▸ Work to be completed: Scan the entries below for "framed" and copy each line that holds it.

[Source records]
——
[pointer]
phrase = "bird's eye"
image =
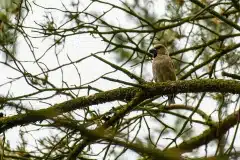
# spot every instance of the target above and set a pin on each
(153, 52)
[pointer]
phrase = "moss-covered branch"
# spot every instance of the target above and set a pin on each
(126, 94)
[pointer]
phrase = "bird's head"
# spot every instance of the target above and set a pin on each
(158, 49)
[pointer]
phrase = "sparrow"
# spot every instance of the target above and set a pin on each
(162, 67)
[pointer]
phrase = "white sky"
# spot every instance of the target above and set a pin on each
(75, 47)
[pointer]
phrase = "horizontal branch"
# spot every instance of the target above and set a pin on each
(210, 134)
(125, 94)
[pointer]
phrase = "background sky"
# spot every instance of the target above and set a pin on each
(75, 48)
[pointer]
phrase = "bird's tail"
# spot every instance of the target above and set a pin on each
(171, 99)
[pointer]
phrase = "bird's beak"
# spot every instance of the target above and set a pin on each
(153, 52)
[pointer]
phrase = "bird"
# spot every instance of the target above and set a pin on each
(162, 67)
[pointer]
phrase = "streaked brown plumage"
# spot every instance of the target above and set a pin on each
(162, 67)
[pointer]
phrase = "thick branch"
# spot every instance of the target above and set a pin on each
(151, 89)
(210, 134)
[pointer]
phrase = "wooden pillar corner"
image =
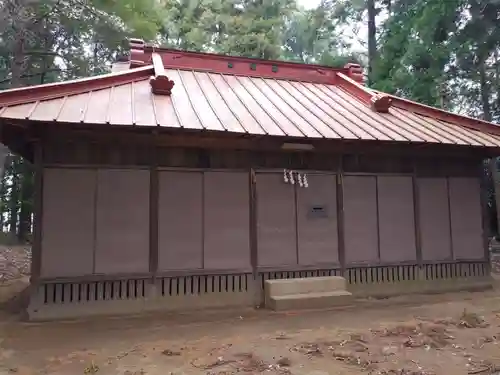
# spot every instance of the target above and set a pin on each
(36, 248)
(153, 210)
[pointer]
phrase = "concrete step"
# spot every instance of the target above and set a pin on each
(306, 301)
(323, 284)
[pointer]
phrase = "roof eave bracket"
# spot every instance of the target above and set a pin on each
(160, 83)
(376, 101)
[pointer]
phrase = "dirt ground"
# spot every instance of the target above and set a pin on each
(446, 334)
(450, 334)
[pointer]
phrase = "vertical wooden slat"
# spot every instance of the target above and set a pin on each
(36, 260)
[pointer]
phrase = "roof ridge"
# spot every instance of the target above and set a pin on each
(141, 54)
(29, 94)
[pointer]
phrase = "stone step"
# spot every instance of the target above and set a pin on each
(306, 301)
(283, 287)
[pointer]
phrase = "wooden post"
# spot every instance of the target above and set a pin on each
(340, 220)
(36, 249)
(484, 209)
(416, 212)
(153, 211)
(495, 175)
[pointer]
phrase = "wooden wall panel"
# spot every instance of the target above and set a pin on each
(180, 220)
(434, 216)
(122, 221)
(466, 218)
(226, 220)
(360, 219)
(317, 220)
(276, 227)
(68, 222)
(396, 219)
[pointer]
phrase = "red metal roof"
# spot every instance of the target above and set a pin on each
(298, 101)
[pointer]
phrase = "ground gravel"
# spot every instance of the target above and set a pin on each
(14, 262)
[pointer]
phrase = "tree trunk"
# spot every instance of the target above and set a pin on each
(14, 204)
(372, 38)
(485, 91)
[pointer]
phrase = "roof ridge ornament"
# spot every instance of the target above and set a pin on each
(355, 71)
(378, 102)
(160, 83)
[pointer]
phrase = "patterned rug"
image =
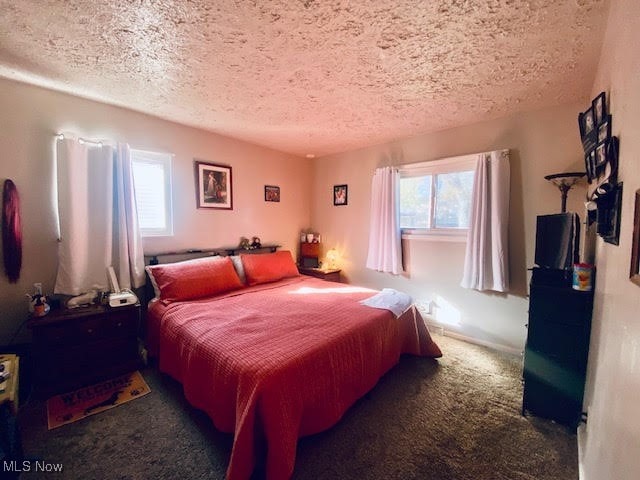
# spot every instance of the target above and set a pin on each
(70, 407)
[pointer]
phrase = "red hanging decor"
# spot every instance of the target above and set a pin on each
(11, 231)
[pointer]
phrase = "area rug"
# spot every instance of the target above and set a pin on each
(73, 406)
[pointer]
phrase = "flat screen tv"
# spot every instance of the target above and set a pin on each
(557, 240)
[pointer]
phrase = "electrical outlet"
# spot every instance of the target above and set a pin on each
(425, 306)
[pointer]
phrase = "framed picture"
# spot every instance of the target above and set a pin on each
(599, 109)
(634, 273)
(604, 129)
(213, 186)
(271, 193)
(590, 165)
(588, 123)
(588, 132)
(340, 194)
(609, 215)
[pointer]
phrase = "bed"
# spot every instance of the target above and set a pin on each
(270, 355)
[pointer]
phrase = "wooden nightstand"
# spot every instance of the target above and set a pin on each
(331, 275)
(73, 348)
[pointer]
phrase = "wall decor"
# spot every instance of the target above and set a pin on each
(634, 273)
(340, 194)
(608, 215)
(601, 164)
(213, 186)
(271, 193)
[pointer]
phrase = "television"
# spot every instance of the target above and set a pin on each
(557, 240)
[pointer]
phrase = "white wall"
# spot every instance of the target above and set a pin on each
(611, 439)
(29, 118)
(541, 142)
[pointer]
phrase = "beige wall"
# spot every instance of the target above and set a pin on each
(611, 439)
(541, 143)
(29, 118)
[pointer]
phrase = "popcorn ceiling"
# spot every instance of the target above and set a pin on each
(312, 76)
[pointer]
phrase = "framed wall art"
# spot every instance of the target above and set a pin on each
(213, 186)
(340, 194)
(271, 193)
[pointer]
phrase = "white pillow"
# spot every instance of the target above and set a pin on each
(237, 262)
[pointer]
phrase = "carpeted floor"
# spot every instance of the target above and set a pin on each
(454, 418)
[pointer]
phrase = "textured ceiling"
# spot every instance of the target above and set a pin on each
(305, 76)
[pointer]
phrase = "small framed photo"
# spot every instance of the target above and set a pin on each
(271, 193)
(588, 123)
(599, 107)
(340, 194)
(213, 186)
(604, 129)
(590, 165)
(601, 153)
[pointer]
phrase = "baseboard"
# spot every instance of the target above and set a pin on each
(582, 438)
(442, 330)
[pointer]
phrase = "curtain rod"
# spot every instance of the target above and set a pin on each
(60, 136)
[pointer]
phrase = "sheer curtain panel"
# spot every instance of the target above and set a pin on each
(95, 207)
(486, 265)
(384, 235)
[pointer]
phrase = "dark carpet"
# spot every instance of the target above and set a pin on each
(453, 418)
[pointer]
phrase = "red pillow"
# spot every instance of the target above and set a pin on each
(269, 267)
(194, 278)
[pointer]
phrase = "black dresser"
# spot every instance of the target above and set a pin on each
(555, 361)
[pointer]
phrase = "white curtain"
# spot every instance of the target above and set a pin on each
(384, 235)
(486, 264)
(97, 217)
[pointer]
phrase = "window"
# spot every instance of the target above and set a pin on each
(435, 197)
(152, 180)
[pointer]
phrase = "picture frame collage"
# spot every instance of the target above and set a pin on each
(600, 147)
(604, 193)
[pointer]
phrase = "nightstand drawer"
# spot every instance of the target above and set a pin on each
(74, 348)
(87, 329)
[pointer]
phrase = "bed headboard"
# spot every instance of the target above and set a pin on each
(190, 254)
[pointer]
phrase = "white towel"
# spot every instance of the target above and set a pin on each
(389, 299)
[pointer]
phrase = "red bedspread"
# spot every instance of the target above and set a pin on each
(276, 362)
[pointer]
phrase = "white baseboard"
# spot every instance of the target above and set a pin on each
(582, 438)
(442, 330)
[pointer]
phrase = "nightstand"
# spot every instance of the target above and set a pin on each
(331, 275)
(73, 348)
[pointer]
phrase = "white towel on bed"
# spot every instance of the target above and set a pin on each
(389, 299)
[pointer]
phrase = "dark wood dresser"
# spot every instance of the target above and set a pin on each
(555, 361)
(73, 348)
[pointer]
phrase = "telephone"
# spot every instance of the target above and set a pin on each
(118, 297)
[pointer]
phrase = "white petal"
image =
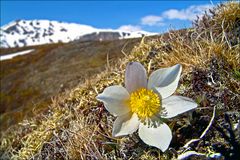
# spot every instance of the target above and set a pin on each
(135, 77)
(175, 105)
(159, 137)
(114, 99)
(165, 80)
(125, 124)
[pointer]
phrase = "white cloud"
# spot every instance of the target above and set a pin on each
(189, 13)
(130, 28)
(152, 20)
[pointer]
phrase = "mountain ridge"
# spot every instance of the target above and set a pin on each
(22, 33)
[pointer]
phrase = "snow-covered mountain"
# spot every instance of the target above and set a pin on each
(34, 32)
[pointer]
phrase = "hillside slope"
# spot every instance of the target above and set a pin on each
(31, 80)
(77, 126)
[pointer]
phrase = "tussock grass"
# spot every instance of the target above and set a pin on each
(78, 127)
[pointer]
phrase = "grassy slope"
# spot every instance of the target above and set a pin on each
(77, 126)
(31, 80)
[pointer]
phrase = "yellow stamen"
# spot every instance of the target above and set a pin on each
(145, 103)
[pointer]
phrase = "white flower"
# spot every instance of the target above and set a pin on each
(144, 103)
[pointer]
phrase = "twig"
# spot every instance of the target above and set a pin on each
(186, 146)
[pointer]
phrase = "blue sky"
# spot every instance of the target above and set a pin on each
(153, 16)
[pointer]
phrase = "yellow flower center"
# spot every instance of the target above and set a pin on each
(145, 103)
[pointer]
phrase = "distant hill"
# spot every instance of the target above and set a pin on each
(21, 33)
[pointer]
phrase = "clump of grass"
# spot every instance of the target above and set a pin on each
(207, 75)
(223, 21)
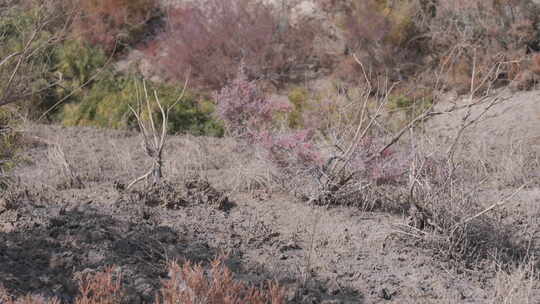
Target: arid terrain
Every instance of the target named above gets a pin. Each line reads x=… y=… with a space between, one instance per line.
x=269 y=151
x=68 y=215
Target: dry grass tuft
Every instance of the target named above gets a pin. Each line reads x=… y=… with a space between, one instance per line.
x=188 y=284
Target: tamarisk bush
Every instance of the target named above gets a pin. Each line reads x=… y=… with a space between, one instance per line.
x=348 y=161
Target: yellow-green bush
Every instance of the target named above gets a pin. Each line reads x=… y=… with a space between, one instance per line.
x=106 y=105
x=298 y=97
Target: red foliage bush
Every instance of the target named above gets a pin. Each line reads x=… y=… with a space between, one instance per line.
x=209 y=39
x=112 y=24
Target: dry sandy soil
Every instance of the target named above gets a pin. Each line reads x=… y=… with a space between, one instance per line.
x=68 y=216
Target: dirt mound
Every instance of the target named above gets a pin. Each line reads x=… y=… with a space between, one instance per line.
x=50 y=236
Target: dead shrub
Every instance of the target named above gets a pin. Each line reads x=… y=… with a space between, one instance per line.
x=210 y=40
x=472 y=39
x=385 y=35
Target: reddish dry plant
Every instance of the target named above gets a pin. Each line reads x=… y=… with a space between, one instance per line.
x=100 y=288
x=188 y=284
x=5 y=298
x=111 y=24
x=209 y=39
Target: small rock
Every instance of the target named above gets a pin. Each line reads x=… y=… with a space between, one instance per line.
x=385 y=294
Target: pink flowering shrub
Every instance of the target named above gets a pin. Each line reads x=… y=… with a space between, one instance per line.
x=243 y=108
x=248 y=114
x=208 y=39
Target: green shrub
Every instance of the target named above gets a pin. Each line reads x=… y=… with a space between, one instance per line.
x=9 y=140
x=106 y=104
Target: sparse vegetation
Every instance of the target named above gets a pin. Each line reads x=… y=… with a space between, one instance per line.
x=397 y=122
x=210 y=39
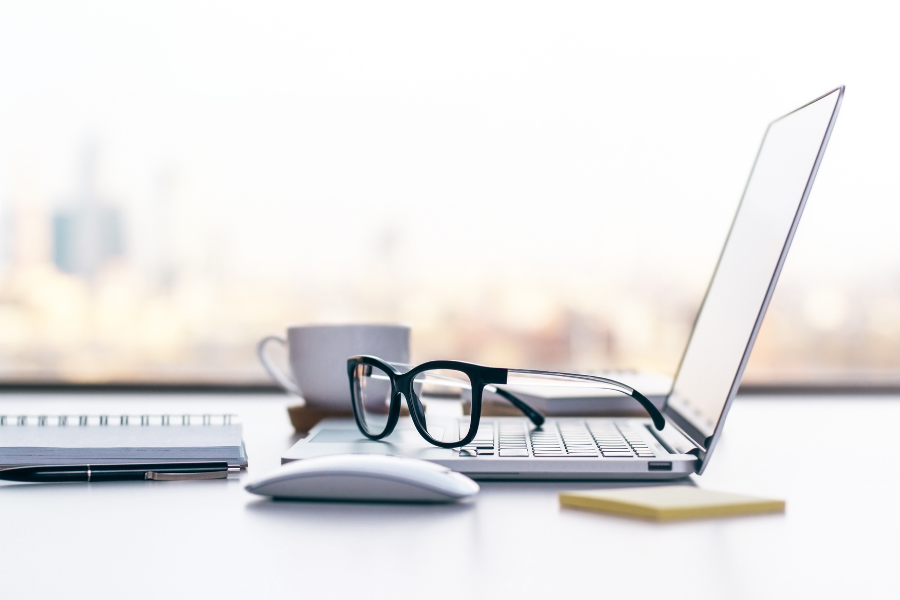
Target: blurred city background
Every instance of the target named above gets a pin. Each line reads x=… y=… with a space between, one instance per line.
x=532 y=185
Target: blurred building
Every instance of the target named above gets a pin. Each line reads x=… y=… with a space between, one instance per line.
x=89 y=232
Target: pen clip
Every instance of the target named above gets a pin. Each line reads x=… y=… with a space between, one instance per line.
x=185 y=476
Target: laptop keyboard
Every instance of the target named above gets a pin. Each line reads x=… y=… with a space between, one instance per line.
x=566 y=439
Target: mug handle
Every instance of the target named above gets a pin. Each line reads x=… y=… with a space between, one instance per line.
x=283 y=380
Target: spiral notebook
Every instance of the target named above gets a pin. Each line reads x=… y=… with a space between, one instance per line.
x=85 y=439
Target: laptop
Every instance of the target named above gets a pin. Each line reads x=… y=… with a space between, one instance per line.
x=710 y=370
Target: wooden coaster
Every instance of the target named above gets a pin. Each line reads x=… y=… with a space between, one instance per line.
x=670 y=502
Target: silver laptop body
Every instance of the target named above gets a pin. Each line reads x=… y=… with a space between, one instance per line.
x=710 y=371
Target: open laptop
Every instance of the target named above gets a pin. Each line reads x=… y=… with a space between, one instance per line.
x=710 y=371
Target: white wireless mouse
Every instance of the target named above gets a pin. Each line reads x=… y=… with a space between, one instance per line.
x=365 y=477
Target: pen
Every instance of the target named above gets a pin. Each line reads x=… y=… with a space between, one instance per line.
x=117 y=472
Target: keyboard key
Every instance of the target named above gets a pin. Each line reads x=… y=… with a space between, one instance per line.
x=513 y=452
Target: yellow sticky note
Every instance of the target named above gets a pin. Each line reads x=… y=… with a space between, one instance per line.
x=669 y=503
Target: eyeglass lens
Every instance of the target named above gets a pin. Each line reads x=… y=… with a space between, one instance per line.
x=372 y=396
x=434 y=388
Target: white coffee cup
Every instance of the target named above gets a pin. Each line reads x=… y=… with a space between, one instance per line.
x=318 y=358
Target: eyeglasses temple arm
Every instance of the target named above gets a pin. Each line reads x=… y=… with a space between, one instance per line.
x=533 y=415
x=658 y=420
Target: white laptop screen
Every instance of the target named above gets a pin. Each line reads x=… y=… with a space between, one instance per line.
x=748 y=268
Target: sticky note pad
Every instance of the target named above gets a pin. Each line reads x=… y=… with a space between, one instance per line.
x=669 y=503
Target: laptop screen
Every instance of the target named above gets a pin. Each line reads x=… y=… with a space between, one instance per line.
x=748 y=268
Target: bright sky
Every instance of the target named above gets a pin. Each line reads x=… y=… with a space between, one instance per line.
x=517 y=138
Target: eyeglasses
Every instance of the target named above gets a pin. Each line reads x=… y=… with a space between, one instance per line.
x=376 y=387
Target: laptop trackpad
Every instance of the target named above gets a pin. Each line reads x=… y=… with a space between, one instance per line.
x=405 y=437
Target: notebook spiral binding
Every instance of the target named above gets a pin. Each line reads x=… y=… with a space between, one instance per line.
x=117 y=420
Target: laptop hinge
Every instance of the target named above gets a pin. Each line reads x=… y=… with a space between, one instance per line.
x=677 y=441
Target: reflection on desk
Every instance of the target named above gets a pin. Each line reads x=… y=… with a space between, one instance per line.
x=212 y=539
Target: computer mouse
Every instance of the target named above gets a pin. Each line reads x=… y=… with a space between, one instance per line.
——
▸ Output below:
phrase = "framed picture"
phrase = "framed wall art"
phrase = "small framed photo"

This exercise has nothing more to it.